▶ [EXERCISE OBJECTIVE]: Show every line of the material below that contains the word "window".

▶ [SUPPLIED MATERIAL]:
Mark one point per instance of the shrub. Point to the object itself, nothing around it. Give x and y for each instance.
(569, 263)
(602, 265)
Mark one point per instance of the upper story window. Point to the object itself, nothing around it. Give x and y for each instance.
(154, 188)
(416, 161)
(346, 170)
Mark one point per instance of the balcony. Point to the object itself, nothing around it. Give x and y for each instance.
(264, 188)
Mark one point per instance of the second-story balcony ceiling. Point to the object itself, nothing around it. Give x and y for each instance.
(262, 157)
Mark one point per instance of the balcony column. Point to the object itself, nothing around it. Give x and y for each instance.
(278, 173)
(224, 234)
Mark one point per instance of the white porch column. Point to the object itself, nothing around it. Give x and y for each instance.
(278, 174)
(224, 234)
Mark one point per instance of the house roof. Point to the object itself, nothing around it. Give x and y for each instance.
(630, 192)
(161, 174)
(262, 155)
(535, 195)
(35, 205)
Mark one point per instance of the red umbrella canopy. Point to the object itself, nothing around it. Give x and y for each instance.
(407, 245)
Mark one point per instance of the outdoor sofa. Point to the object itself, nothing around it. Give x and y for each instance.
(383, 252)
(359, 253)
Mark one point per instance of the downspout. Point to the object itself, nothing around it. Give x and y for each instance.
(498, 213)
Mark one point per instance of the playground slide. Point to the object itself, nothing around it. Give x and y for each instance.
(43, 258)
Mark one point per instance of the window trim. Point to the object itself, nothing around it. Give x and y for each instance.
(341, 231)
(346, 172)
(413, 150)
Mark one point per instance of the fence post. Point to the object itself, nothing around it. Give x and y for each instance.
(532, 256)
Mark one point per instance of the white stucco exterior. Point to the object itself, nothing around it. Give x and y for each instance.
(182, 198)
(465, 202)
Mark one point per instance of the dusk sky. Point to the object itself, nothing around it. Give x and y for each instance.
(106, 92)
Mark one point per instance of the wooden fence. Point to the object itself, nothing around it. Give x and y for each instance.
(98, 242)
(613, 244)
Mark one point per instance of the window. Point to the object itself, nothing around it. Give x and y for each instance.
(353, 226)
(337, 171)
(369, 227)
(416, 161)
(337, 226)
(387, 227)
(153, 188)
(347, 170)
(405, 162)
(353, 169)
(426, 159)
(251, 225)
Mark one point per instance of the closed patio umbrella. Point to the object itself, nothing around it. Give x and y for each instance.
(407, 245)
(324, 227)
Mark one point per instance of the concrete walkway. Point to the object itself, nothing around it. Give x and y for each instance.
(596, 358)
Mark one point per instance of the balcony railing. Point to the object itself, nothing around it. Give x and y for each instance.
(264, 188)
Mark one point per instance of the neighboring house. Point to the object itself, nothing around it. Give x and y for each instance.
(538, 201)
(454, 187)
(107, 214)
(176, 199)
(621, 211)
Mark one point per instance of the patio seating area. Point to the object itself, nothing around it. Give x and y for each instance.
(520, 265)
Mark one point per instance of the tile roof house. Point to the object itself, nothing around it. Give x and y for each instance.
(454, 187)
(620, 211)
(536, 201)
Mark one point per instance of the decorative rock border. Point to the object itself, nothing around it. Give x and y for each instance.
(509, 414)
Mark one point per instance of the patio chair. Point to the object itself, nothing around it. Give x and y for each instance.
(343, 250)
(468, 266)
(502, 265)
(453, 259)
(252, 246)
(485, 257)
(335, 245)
...
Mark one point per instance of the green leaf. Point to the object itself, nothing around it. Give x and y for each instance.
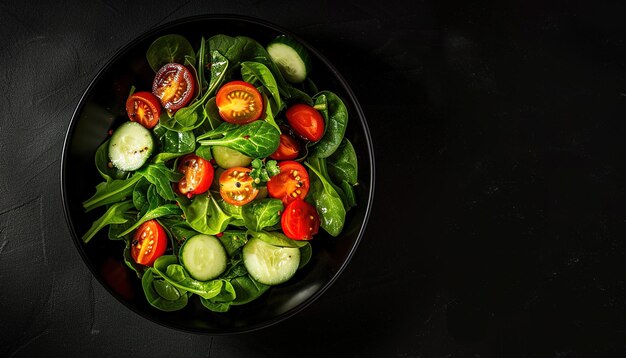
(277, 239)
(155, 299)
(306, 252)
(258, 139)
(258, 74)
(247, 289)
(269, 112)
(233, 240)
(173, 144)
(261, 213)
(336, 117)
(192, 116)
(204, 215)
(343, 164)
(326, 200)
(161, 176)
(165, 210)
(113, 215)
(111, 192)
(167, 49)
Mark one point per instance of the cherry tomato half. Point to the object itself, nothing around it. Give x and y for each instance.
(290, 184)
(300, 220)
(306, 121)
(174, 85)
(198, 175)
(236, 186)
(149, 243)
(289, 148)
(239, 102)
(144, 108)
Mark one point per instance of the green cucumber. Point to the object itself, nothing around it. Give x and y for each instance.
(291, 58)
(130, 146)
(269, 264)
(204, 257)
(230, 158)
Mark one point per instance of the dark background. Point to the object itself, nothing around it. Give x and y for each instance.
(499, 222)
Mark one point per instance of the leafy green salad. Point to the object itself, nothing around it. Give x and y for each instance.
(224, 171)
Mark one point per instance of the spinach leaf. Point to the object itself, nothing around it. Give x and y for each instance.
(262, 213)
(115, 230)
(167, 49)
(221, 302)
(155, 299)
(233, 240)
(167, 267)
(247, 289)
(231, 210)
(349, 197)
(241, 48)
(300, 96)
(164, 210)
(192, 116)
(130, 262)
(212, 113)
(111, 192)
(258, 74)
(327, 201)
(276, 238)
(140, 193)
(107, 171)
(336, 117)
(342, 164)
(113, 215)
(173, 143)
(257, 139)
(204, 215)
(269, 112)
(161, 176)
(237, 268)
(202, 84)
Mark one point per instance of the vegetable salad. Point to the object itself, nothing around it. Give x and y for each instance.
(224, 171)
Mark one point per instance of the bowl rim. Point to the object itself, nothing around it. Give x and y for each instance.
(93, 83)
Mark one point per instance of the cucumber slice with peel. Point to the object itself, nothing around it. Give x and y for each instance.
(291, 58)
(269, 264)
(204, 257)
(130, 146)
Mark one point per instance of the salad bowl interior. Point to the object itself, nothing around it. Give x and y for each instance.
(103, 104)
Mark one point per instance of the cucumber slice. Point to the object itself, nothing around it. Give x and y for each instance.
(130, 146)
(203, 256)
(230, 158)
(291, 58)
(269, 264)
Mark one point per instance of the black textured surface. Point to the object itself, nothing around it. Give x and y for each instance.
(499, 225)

▶ [FULL ANSWER]:
Mark one point per instance of the upper story window. Point to the object itself, nothing around it. Give x and y for each instance.
Mark one point per instance of the window trim. Point to the object itself, nothing around it. Give x and y for each instance.
Mark one point per instance of the window. Point to the object itself, nothing around it. Give x and y for each instance.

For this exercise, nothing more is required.